> _STUDY TEXT_:

Hansson and co. seems to find the argument that the Nobel Prizes award achievements at a time where there weren’t many women in science tenable when in fact it distracts from the selection committee’s bizarre oversight of such worthy names as Lise Meitner, Vera Rubin, Chien-Shiung Wu, etc. But Hansson needs to understand that the only meaningful change is change that happens right away because, even for this significant flaw that should by all means have diminished the prizes to a contest of, for and by men, the Nobel Prizes have only marginally declined in reputation.

Why do they matter when they clearly shouldn’t?

For example, according to the most common comments received in response to articles by The Wire shared on Twitter and Facebook, and always from men, the prizes reward excellence, and excellence should brook no reservation, whether by caste or gender. As is likely obvious to many readers, this view of scholastic achievement resembles a blade of grass: long, sprouting from the ground (the product of strong roots but out of sight, out of mind), rising straight up and culminating in a sharp tip.

> _WHAT TO DO_: In the passage on the Nobel Prizes, why does Hansson need to understand that the only meaningful change is change that happens right away?

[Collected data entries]
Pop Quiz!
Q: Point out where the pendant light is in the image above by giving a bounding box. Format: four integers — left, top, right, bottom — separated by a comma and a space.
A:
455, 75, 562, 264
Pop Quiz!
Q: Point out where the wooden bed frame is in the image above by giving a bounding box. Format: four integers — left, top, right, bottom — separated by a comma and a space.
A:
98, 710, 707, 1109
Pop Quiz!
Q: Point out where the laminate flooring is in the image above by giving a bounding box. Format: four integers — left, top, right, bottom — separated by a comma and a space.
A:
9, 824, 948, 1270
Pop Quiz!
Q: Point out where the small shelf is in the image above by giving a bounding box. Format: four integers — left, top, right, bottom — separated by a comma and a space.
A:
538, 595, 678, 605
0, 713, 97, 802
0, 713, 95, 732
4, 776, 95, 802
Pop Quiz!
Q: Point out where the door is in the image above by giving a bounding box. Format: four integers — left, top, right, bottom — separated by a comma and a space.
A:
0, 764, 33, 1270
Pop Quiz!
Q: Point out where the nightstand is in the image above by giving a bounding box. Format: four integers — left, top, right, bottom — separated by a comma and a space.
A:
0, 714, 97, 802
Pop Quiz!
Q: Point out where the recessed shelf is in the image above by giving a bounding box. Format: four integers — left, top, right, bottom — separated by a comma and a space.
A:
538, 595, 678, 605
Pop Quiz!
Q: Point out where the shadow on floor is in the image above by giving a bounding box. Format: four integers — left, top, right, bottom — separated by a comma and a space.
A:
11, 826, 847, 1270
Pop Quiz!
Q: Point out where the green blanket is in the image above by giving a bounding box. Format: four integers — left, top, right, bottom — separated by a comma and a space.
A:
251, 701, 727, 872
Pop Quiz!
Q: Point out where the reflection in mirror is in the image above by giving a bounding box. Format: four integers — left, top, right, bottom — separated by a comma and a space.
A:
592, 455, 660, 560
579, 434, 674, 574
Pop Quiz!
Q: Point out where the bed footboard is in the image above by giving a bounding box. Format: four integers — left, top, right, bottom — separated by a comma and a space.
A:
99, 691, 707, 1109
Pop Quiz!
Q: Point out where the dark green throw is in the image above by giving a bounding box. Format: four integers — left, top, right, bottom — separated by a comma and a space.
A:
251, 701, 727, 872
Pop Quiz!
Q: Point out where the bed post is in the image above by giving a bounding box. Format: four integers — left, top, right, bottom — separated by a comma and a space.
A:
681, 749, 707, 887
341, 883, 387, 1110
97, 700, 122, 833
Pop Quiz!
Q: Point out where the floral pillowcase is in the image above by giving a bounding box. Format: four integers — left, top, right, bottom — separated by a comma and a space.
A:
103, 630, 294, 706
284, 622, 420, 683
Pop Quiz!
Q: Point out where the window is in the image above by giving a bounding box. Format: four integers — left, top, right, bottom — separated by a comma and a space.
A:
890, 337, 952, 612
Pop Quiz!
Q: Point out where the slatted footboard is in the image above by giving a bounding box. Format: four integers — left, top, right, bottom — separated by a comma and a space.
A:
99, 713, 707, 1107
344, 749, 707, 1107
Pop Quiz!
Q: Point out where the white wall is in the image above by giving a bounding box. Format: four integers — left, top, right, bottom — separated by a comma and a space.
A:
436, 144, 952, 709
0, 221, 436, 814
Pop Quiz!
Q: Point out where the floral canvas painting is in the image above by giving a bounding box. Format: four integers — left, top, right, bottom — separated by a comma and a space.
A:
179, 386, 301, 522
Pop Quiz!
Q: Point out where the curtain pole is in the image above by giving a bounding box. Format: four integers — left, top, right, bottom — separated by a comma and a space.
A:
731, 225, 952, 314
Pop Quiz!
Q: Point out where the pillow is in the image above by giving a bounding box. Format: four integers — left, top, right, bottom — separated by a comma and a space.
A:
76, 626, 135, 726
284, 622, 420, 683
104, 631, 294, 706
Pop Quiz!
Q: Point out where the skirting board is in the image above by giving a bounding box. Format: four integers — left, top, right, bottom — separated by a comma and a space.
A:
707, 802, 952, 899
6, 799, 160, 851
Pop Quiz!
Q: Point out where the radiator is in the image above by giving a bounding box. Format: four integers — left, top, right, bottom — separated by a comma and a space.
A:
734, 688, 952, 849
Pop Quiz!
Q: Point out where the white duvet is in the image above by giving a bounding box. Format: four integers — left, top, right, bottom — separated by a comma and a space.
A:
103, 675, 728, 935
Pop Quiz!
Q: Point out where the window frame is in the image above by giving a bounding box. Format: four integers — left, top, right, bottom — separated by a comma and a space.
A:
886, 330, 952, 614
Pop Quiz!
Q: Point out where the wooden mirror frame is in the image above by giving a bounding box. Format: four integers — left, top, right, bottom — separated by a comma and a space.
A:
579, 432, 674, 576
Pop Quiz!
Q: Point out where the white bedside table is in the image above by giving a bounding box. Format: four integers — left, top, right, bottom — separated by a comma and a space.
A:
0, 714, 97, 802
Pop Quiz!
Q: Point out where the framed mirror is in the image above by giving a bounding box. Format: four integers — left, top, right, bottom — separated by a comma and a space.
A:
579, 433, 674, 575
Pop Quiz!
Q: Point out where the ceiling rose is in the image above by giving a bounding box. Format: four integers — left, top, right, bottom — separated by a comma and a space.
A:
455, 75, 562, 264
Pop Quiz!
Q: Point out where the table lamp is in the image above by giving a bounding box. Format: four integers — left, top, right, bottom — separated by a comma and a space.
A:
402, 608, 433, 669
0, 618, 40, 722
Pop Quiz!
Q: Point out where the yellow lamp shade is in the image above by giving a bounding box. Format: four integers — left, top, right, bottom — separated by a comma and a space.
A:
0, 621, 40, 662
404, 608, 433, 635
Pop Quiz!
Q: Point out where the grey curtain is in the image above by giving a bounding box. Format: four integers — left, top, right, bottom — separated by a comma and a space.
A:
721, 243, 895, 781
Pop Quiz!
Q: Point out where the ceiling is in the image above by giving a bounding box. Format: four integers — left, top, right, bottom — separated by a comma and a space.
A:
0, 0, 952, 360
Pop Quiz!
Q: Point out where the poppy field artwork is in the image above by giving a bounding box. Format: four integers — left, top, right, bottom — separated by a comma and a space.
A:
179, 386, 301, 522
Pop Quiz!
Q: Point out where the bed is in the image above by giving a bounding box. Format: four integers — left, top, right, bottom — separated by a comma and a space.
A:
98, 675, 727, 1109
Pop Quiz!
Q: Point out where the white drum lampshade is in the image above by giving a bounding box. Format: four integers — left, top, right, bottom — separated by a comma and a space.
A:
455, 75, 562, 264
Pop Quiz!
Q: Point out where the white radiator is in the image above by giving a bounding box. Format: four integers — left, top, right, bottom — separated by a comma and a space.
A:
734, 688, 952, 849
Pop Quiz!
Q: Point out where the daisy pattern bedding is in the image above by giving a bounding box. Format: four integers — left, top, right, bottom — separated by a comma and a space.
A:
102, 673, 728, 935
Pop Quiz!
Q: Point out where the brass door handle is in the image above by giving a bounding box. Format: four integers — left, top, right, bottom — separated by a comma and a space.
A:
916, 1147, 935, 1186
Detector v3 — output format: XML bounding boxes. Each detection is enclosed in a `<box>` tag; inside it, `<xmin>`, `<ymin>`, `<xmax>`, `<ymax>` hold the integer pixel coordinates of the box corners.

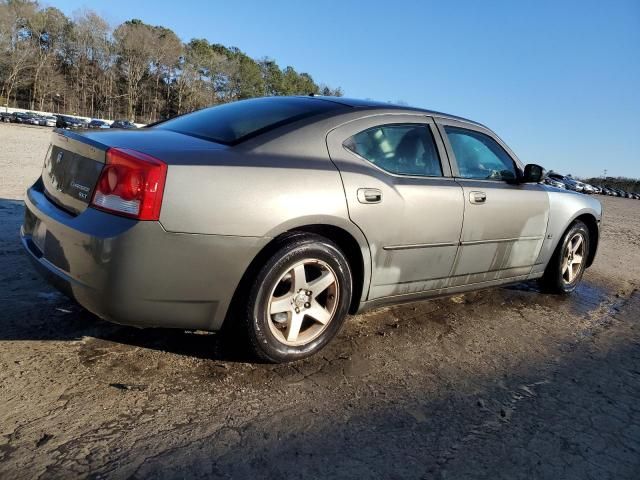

> _COMPLETED EXERCISE_: Even with the significant flaw of overlooking women, which should have reduced the prizes to a contest of, for and by men, the Nobel Prizes have declined in reputation only marginally.